--- STATED EXERCISE ---
Format the lines between the line holding "Scan the image provided and answer: is any black" and the line holding "xmin=194 ymin=196 xmax=917 ymax=591", inclusive, as a JSON list of strings with one string per line and blank lines omitted. Leave the pictures out of the answer.

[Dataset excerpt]
/---

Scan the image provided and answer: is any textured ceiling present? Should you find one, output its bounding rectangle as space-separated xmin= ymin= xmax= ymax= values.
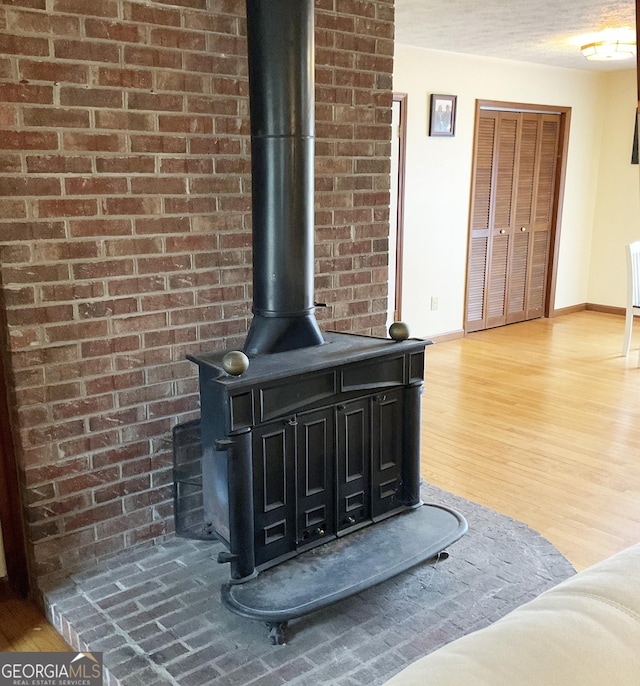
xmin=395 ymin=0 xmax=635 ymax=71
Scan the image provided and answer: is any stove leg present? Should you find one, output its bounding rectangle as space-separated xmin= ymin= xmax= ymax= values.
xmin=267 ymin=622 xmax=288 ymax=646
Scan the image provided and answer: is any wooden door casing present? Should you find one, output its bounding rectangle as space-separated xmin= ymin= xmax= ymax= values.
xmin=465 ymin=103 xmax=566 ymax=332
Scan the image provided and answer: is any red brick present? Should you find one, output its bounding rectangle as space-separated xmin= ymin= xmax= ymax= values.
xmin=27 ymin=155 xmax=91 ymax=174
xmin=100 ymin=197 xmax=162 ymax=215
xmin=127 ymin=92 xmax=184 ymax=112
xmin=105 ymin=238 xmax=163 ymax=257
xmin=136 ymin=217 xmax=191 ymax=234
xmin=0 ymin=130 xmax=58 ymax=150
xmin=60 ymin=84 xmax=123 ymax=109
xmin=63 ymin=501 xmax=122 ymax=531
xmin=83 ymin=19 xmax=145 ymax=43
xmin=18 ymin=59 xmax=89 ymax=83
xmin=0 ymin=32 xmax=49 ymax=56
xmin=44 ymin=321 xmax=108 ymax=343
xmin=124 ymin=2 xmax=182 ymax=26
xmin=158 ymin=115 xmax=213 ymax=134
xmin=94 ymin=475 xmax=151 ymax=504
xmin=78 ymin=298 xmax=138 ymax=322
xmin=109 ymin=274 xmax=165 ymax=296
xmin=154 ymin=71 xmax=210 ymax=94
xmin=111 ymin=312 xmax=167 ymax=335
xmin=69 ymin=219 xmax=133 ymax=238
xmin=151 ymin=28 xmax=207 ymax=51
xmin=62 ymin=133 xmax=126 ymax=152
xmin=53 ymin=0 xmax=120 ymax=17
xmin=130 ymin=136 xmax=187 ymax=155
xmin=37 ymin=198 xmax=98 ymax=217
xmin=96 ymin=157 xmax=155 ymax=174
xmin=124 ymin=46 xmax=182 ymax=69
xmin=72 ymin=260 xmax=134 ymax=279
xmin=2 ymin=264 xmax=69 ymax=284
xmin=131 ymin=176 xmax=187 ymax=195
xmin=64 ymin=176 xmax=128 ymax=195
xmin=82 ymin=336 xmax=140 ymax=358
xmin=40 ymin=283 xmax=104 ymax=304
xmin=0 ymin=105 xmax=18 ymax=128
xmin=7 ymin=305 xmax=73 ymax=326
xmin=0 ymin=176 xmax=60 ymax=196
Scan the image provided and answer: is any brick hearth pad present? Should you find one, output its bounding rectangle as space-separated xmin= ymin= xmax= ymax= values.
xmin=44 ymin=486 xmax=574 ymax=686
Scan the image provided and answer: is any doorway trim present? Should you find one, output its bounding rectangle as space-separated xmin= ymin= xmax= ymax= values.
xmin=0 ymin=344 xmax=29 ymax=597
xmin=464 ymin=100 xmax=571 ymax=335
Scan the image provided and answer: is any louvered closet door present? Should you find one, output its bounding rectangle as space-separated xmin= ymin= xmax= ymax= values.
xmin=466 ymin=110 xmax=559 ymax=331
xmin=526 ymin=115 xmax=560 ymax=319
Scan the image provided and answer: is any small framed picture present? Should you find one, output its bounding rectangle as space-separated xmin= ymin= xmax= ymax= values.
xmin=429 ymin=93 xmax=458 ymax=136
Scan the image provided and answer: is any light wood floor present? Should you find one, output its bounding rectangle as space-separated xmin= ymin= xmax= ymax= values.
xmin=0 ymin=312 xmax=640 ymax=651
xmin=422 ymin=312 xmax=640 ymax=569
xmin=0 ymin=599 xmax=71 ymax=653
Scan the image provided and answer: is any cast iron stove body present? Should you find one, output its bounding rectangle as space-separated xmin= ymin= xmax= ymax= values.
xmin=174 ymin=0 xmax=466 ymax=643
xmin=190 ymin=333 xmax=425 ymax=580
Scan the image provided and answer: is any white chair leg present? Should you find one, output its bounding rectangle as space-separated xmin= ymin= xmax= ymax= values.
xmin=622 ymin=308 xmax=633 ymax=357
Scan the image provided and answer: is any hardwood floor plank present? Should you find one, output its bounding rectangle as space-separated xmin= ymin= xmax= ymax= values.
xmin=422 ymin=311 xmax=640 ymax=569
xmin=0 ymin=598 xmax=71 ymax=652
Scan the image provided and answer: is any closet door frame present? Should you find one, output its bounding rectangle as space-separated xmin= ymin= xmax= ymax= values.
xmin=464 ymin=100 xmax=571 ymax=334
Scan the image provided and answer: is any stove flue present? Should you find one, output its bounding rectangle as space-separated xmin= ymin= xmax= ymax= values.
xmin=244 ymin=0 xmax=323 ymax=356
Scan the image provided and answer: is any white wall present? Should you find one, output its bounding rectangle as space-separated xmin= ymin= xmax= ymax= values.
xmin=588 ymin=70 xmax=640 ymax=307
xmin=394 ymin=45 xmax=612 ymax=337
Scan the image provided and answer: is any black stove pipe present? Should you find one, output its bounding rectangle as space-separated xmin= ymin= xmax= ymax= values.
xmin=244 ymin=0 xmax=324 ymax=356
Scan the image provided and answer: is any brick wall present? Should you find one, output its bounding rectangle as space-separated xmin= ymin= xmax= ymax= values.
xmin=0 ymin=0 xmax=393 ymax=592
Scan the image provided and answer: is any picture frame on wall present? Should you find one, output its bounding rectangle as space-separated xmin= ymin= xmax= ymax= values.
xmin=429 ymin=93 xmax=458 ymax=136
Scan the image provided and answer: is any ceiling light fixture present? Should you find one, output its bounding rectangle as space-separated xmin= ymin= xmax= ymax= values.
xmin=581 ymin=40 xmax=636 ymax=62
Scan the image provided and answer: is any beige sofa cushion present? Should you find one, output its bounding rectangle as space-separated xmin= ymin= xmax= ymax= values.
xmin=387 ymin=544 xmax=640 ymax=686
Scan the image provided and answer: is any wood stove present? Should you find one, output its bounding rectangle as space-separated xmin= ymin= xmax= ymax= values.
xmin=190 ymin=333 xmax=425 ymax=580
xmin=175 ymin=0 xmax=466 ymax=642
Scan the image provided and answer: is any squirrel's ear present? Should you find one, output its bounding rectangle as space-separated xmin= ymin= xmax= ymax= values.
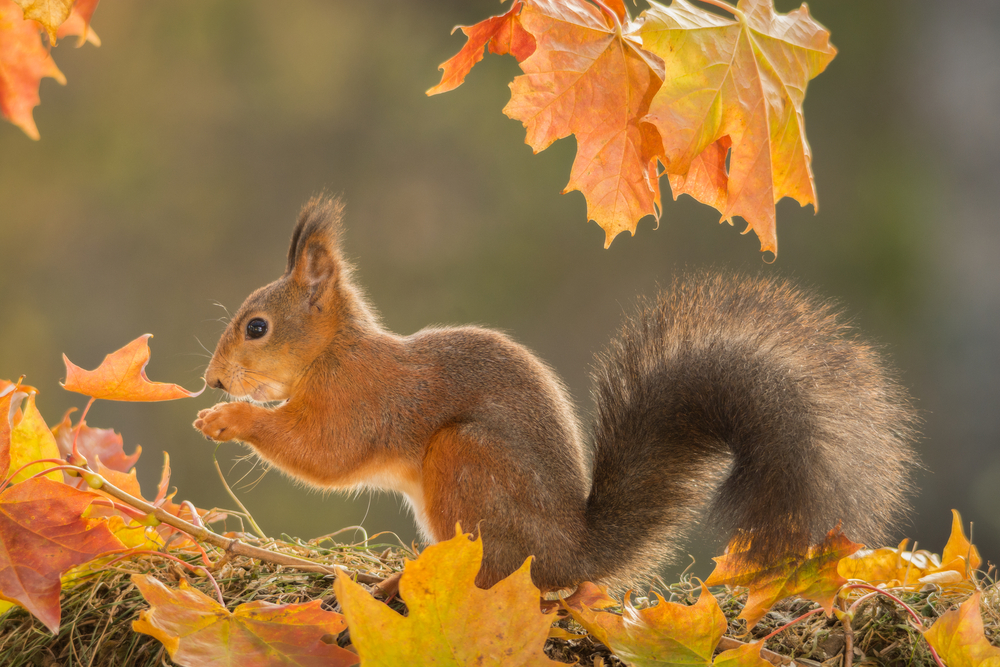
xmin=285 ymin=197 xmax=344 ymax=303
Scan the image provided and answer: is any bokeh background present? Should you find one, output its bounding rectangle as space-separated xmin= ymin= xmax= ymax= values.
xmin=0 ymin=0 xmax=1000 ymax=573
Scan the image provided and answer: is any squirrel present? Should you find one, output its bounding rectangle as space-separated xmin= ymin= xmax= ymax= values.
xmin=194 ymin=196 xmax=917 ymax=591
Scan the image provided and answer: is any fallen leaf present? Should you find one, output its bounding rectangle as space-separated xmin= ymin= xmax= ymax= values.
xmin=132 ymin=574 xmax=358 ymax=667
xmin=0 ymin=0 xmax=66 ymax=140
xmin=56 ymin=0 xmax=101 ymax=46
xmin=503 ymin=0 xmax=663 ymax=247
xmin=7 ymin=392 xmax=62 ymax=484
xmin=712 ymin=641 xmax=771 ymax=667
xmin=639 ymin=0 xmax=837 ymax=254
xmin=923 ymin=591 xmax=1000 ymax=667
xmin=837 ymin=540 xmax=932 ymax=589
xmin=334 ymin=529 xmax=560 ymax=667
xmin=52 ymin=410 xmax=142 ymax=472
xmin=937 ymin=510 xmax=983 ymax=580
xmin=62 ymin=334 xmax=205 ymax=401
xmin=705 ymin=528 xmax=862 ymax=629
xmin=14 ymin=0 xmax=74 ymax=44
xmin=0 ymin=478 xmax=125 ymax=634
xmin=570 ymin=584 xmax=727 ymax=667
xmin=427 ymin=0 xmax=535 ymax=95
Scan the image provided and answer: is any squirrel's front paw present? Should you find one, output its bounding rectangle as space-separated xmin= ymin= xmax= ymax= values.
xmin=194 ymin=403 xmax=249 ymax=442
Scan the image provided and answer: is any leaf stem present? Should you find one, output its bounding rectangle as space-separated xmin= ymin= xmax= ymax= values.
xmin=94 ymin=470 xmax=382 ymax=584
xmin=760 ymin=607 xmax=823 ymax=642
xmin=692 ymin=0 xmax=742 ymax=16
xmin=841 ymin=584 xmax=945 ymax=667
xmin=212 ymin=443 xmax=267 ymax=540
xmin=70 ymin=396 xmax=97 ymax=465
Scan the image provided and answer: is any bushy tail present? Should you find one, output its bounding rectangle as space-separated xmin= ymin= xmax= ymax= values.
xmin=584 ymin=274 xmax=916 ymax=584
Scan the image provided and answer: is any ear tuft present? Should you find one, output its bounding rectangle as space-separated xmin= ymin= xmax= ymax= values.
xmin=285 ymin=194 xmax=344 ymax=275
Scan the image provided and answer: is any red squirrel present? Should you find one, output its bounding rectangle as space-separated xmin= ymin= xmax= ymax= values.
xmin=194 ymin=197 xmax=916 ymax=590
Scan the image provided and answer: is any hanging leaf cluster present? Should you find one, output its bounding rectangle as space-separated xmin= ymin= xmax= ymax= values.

\---

--- CORRECT ANSWER ---
[
  "Scan the image provided and answer: is any black stove pipe present? Should you find one, output its bounding rectangle as space-separated xmin= ymin= xmax= ymax= values.",
  "xmin=244 ymin=0 xmax=324 ymax=356",
  "Scan the image provided and answer: is any brick wall present? Should you find one, output its bounding rectangle as space-separated xmin= ymin= xmax= ymax= values.",
  "xmin=0 ymin=0 xmax=393 ymax=592",
  "Scan the image provided and answer: is any picture frame on wall present? Should you find one, output its bounding rectangle as space-separated xmin= ymin= xmax= ymax= values.",
  "xmin=429 ymin=93 xmax=458 ymax=136",
  "Scan the image provided and answer: is any ceiling light fixture present? Should you find one, output its bounding rectangle as space-separated xmin= ymin= xmax= ymax= values.",
  "xmin=581 ymin=40 xmax=636 ymax=62",
  "Scan the image provided and answer: is any beige sofa cushion present? Should you find one, output its bounding rectangle as space-separated xmin= ymin= xmax= ymax= values.",
  "xmin=387 ymin=544 xmax=640 ymax=686",
  "Scan the image provided and answer: is any wood stove present? Should you find one, output its bounding rectangle as space-separated xmin= ymin= xmax= ymax= values.",
  "xmin=190 ymin=333 xmax=425 ymax=580",
  "xmin=175 ymin=0 xmax=466 ymax=642",
  "Scan the image provided and answer: is any squirrel's ear present? Should you find one, output its bounding rectangle as space-separated xmin= ymin= xmax= ymax= values.",
  "xmin=285 ymin=197 xmax=344 ymax=303",
  "Scan the image provided and answer: is any bokeh background present? Should you find one, output its bounding rectangle as space-separated xmin= ymin= xmax= ymax= values.",
  "xmin=0 ymin=0 xmax=1000 ymax=573",
  "Scan the image provided and answer: is any squirrel present? Should you find one, output its bounding rectangle as space-separated xmin= ymin= xmax= ymax= values.",
  "xmin=194 ymin=196 xmax=917 ymax=591"
]